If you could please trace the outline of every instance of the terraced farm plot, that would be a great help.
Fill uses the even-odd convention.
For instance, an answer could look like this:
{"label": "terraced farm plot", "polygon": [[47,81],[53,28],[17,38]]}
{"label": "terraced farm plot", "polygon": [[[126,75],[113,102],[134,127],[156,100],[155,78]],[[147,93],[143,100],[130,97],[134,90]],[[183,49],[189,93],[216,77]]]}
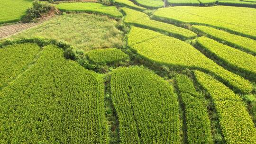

........

### CHALLENGE
Rewrite the entries with "terraced farm plot" swapped for "rice paddy" wherever it occurs, keeping everything else the same. Omit the pictures.

### RESULT OF THIS EXERCISE
If you could please trace the outline of every instance of the rice paddy, that would be a great help.
Fill uses the even-odd convention.
For instance, an answer could look like this:
{"label": "rice paddy", "polygon": [[47,81],[53,28],[17,38]]}
{"label": "rice paddy", "polygon": [[[126,75],[113,102],[134,127],[156,100],[155,78]],[[147,93],[143,100],[130,97],[134,90]],[[183,49],[189,93],[216,77]]]}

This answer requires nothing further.